Instructions for the task »
Copy out the line containing "Reviewer note: every instance of the distant figure" and each line after it, through the last one in the material, exactly as written.
— START OF Working data —
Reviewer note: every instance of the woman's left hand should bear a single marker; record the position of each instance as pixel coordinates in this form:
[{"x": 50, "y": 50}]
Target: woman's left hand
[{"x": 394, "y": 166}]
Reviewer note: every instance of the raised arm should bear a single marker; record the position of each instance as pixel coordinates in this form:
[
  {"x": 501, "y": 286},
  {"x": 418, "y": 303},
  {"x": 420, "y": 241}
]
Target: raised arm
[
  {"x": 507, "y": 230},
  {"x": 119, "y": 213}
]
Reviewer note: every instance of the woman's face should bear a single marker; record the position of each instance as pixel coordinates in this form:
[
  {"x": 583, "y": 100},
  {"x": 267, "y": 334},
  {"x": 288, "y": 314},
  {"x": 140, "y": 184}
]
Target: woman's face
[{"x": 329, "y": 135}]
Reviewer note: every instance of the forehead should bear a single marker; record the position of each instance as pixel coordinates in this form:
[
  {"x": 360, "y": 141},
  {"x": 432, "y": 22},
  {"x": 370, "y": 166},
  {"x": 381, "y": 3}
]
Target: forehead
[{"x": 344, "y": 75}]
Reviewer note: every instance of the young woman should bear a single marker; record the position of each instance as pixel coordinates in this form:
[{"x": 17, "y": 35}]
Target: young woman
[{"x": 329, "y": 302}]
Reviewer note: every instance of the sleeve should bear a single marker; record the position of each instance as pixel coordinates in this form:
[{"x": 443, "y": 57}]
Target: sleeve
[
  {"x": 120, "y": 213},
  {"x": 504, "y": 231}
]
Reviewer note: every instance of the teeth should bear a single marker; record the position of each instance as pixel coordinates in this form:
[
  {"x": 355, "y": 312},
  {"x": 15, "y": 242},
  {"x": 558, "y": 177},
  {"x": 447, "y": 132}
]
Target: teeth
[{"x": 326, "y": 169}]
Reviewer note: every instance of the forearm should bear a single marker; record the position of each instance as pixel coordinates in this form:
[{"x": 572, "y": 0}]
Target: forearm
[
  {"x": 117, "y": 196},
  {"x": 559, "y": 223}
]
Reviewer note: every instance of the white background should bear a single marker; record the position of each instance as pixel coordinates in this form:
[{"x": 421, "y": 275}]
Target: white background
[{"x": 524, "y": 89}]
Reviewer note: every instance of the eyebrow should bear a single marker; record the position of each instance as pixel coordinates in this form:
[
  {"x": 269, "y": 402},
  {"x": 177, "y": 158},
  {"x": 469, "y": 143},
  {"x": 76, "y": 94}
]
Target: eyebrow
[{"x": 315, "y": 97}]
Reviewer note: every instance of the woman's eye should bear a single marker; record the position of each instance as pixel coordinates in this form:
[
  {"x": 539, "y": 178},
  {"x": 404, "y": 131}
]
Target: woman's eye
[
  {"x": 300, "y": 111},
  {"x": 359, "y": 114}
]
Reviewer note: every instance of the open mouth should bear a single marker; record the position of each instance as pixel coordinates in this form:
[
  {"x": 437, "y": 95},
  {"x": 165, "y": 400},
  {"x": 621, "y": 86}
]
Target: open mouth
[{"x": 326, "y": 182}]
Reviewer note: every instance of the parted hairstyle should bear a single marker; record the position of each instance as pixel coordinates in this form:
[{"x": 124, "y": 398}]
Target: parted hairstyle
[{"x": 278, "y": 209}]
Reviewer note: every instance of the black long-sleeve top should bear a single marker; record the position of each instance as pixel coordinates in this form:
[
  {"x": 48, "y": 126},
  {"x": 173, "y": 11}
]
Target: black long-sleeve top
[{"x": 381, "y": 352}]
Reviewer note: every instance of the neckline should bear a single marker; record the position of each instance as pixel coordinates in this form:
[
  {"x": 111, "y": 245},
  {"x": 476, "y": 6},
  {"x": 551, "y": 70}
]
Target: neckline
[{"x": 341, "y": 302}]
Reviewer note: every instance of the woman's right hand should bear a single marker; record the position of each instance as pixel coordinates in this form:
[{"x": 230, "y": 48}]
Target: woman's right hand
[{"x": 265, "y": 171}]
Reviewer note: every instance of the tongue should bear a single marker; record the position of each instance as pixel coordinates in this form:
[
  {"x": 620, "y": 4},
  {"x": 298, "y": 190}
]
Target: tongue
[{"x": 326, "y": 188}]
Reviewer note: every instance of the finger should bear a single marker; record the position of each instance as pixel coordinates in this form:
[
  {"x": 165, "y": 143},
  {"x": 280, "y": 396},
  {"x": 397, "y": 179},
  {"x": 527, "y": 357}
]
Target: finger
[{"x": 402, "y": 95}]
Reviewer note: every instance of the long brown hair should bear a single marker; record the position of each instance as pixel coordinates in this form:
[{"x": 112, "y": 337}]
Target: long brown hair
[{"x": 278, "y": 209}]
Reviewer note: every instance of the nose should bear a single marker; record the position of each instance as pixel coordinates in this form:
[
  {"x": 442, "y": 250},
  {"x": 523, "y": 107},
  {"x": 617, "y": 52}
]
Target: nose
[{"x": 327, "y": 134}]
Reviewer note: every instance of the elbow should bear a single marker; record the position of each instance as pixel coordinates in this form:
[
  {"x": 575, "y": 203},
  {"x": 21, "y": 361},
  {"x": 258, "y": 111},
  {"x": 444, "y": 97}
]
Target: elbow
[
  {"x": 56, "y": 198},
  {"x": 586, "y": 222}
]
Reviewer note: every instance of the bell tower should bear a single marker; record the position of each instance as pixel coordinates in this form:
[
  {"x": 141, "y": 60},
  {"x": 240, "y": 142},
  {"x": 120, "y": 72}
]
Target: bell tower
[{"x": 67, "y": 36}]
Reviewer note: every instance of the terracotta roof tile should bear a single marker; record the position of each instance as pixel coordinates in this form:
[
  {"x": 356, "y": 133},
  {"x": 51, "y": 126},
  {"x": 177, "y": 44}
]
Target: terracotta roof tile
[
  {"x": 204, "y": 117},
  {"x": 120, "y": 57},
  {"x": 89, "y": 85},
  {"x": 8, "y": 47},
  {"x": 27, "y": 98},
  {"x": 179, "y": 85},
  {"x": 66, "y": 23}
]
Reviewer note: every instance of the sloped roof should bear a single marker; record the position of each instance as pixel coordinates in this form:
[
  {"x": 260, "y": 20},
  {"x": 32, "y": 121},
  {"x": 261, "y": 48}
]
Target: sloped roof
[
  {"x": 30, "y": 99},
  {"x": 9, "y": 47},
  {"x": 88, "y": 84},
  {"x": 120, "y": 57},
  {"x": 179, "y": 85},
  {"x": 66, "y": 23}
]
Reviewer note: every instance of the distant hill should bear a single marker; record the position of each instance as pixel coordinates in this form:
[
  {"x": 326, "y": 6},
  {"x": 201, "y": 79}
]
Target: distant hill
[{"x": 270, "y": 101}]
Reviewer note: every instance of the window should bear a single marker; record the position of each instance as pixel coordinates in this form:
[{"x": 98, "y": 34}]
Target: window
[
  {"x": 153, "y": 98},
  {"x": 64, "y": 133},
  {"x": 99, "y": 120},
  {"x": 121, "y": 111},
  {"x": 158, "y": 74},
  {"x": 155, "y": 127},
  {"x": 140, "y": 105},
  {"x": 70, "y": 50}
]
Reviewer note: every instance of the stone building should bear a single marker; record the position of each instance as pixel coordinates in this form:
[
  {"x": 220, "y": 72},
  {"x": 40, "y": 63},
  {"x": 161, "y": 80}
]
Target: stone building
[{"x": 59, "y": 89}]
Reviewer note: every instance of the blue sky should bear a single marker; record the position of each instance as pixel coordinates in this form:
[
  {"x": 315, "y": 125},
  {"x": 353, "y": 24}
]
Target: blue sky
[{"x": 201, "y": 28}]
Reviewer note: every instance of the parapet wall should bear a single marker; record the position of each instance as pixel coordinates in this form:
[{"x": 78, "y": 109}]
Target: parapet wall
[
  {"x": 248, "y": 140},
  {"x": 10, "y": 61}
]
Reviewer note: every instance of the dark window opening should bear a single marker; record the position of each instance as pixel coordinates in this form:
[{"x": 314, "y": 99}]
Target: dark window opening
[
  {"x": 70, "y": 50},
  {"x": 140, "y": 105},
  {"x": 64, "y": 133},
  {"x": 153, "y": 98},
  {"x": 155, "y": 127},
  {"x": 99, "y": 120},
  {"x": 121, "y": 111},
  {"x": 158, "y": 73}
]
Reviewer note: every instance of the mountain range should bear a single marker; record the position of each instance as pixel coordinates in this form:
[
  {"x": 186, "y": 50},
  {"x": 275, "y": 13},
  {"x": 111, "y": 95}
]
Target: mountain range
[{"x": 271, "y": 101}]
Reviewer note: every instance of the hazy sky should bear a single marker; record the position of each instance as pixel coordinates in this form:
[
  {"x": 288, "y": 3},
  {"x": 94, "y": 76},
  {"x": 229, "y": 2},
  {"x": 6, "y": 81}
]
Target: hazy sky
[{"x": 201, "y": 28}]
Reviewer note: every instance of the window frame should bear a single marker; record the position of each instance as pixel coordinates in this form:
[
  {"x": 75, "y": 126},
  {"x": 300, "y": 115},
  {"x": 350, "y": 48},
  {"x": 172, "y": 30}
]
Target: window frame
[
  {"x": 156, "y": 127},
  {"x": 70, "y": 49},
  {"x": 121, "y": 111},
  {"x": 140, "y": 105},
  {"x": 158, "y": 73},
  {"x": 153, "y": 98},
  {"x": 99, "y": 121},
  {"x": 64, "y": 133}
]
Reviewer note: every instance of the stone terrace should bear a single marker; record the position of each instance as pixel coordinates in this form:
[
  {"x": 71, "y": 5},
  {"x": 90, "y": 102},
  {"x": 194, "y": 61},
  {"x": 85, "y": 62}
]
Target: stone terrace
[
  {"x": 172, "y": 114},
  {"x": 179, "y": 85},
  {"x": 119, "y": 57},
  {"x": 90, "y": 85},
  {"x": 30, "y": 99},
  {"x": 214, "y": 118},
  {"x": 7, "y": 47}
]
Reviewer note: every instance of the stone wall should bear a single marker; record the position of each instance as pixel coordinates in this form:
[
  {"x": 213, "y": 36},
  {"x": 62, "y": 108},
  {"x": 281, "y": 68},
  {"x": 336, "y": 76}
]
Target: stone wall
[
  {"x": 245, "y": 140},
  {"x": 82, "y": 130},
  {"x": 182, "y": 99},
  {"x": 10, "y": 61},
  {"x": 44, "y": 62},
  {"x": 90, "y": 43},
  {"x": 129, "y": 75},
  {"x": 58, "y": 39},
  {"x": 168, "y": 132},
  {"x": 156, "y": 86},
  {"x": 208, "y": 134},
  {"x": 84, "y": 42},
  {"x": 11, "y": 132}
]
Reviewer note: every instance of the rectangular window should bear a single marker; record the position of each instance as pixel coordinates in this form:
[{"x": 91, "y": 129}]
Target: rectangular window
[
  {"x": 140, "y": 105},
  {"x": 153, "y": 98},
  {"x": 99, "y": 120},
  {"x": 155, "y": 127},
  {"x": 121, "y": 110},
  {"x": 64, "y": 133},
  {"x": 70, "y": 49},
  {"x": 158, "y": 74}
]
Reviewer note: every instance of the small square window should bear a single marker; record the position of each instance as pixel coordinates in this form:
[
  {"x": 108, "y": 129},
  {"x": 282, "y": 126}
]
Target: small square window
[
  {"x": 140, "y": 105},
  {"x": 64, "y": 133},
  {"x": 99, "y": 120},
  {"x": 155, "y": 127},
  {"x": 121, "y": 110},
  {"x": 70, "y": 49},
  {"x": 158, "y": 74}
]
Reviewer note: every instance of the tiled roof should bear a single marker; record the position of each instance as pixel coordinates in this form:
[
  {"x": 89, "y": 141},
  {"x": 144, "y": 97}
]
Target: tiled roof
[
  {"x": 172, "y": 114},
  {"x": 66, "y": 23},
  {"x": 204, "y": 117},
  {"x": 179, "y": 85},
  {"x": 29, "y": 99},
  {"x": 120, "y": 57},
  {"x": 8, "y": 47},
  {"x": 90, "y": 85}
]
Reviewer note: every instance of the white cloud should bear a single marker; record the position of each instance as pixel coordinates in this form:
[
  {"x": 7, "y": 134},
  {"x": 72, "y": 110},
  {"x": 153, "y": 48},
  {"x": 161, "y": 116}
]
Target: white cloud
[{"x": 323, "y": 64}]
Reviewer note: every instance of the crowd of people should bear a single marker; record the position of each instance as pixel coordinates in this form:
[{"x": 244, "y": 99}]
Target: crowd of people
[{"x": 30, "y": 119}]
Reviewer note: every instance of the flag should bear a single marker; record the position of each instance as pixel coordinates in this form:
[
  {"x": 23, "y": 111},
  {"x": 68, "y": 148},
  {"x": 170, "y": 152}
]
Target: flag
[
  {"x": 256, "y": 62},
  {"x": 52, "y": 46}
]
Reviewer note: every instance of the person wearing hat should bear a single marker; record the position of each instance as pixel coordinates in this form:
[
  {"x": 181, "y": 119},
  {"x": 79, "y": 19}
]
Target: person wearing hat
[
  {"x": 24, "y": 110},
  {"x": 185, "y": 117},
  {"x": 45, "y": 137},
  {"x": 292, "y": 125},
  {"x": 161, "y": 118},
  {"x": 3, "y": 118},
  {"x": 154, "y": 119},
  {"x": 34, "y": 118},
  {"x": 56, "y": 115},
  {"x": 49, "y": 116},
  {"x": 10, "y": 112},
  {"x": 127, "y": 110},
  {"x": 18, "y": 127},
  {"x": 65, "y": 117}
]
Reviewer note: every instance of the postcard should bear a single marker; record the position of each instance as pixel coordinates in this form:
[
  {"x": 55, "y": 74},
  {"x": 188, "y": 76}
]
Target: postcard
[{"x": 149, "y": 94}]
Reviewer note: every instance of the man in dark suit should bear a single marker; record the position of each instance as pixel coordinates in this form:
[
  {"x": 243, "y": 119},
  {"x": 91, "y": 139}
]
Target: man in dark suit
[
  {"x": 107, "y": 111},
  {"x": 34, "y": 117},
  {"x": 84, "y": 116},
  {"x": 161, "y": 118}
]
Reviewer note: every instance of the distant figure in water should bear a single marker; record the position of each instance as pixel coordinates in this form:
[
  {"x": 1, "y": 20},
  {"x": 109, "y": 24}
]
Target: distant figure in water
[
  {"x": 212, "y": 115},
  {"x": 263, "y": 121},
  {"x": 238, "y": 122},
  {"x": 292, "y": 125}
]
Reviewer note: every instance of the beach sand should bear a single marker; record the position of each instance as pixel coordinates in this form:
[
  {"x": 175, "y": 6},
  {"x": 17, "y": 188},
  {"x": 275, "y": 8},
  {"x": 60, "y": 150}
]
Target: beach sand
— END OF Working data —
Complete response »
Reviewer note: every instance of the distant figure in water should bear a single marker; record the position of each instance as pixel coordinates in this form:
[
  {"x": 1, "y": 20},
  {"x": 109, "y": 24}
]
Target: distant figure in water
[
  {"x": 212, "y": 115},
  {"x": 263, "y": 121},
  {"x": 238, "y": 122},
  {"x": 292, "y": 125}
]
Reviewer note: every instance of the beach sand should bear a single marker; record the position of each instance as pixel coordinates in this form:
[
  {"x": 175, "y": 6},
  {"x": 17, "y": 188},
  {"x": 275, "y": 8},
  {"x": 60, "y": 150}
]
Target: beach sand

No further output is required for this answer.